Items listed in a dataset

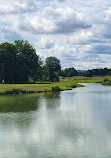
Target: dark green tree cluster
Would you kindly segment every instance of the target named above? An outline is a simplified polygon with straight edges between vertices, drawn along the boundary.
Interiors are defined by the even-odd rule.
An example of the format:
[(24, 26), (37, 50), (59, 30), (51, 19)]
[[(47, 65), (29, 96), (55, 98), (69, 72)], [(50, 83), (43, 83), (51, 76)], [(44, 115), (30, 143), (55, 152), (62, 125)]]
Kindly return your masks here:
[(38, 80), (58, 81), (59, 59), (48, 57), (45, 64), (28, 41), (0, 44), (0, 82), (28, 83)]
[(65, 70), (61, 70), (59, 73), (60, 76), (62, 77), (72, 77), (72, 76), (77, 76), (77, 70), (72, 68), (66, 68)]

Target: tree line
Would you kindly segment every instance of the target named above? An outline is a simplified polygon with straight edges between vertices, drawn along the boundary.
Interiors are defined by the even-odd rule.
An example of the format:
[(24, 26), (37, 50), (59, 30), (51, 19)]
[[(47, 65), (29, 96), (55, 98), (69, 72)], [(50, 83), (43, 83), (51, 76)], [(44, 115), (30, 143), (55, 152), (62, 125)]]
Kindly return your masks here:
[(28, 41), (0, 44), (0, 83), (29, 83), (36, 81), (59, 81), (59, 76), (105, 76), (111, 69), (92, 69), (79, 72), (74, 67), (61, 70), (60, 60), (47, 57), (45, 62), (36, 54)]
[(60, 60), (46, 58), (43, 64), (28, 41), (0, 44), (0, 83), (59, 81)]

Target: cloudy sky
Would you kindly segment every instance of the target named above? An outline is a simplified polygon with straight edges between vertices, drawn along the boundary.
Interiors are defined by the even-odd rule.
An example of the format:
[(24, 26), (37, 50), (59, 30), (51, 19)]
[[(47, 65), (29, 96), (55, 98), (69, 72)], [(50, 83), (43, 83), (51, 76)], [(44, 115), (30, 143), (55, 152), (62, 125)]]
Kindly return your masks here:
[(111, 68), (111, 2), (0, 0), (0, 43), (21, 39), (63, 68)]

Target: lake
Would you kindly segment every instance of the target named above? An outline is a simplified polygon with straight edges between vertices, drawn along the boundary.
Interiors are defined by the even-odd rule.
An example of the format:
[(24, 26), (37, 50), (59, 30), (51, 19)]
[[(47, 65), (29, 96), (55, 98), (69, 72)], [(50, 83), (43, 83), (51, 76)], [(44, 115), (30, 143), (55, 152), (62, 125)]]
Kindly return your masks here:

### Task details
Lay out the stretch from the line containing "Target: cloudy sky" through the final line as a Markdown table with the columns Row and Line, numbering each row and omitting any blank lines.

### The output
| Row | Line |
|---|---|
| 1 | Target: cloudy sky |
| 2 | Would you kindly segment every instance of the target named above? An outline is a simplified polygon with straight edges between vertices, drawn along the boundary. |
| 3 | Interiors are defined by the even-odd rule. |
| 4 | An example of the format: |
| 5 | [(24, 26), (37, 50), (59, 30), (51, 19)] |
| 6 | [[(47, 65), (29, 96), (55, 98), (69, 72)], [(50, 83), (43, 83), (51, 76)], [(44, 115), (30, 143), (55, 152), (62, 125)]] |
| 7 | Kindly return your masks here: |
| 8 | [(111, 68), (111, 2), (0, 0), (0, 43), (21, 39), (63, 68)] |
| 9 | Target: lake |
| 10 | Would you kindly segment every instance of the target named above? An outline is a simplified polygon with straight edges between vertices, drawn along the boundary. |
| 11 | Interiors are defined by the even-odd rule. |
| 12 | An example of the format: |
| 13 | [(24, 26), (37, 50), (59, 30), (51, 19)] |
| 14 | [[(47, 65), (29, 96), (55, 98), (69, 72)], [(50, 83), (43, 83), (51, 76)], [(44, 115), (30, 143), (55, 152), (62, 125)]] |
| 15 | Kindly return your masks here: |